Are you able to retype all the records below exactly?
⁂
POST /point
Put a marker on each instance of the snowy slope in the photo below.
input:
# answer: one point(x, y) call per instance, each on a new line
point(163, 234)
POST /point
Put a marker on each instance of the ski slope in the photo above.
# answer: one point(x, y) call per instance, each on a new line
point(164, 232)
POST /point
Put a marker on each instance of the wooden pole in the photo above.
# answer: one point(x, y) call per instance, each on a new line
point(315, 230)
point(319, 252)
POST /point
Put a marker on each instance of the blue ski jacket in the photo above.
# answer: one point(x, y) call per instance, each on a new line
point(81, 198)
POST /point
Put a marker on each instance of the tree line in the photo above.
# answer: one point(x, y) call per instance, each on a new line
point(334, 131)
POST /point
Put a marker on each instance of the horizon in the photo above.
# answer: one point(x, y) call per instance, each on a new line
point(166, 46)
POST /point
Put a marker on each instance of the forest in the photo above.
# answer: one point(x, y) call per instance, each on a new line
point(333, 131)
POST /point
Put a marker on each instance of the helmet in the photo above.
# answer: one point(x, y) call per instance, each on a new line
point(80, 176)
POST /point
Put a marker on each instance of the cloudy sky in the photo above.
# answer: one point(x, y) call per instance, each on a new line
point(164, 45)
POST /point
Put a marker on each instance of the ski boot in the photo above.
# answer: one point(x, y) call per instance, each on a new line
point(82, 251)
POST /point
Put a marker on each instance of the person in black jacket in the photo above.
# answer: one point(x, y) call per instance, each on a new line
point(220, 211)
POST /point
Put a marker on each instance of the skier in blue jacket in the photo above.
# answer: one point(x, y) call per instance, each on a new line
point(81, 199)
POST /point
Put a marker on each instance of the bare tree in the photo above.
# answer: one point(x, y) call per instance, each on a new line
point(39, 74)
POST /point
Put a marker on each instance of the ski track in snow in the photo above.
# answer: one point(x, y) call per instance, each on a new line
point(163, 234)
⁂
● SOLUTION
POST /point
Put a marker on each instance of the snowy slope in the photo below.
input:
# answer: one point(x, y) call per instance, each on a new line
point(163, 234)
POST /point
Put a marker on each instance of the ski slope in the photo above.
# answer: one point(x, y) call per instance, each on a new line
point(164, 232)
POST /point
Put a marker on each instance of the wooden pole in the photo above.
# answer: one point(x, y) call per instance, each on a new line
point(315, 230)
point(319, 252)
POST /point
Put a marker on each instance of the blue ski jacket in the photo above.
# answer: one point(x, y) call per instance, each on a new line
point(81, 198)
POST /point
Put a marker on each instance of the tree line in the photo above.
# answer: one point(x, y) call per instance, each on a new line
point(334, 131)
POST /point
Put a marker on each instance of the horizon in the photo above.
# answer: one point(x, y) call per instance, each on a new line
point(166, 46)
POST /point
Put a marker on each instance of the forest in the photo above.
# answer: one point(x, y) call per instance, each on a new line
point(333, 131)
POST /point
Put a marker on each instance of the helmet in the photo above.
# answer: one point(x, y) call per instance, each on a new line
point(80, 176)
POST /point
Put a marker on each instance of the cloudy sky in the photo above.
# answer: one point(x, y) call per instance, each on a new line
point(164, 45)
POST /point
Put a marker on each instance of the ski boot in the photo above.
# answer: one point(x, y) call per instance, each on a new line
point(82, 251)
POST /point
Put a marker on each instance of the person in black jacket in the photo above.
# answer: one point(x, y) call per instance, each on a new line
point(220, 211)
POST /point
Put a marker on each instance of the skier in blue jacket in the photo above.
# answer: one point(x, y) call per instance, each on a new line
point(81, 199)
POST /point
Put a marker on each instance of the bare tree in the photo above.
# answer: one point(x, y) call per instance, each on a new line
point(39, 74)
POST /point
Put a marker on each instance of the ski track in snow in the photo above.
# answer: one point(x, y) call per instance, each on a new line
point(163, 234)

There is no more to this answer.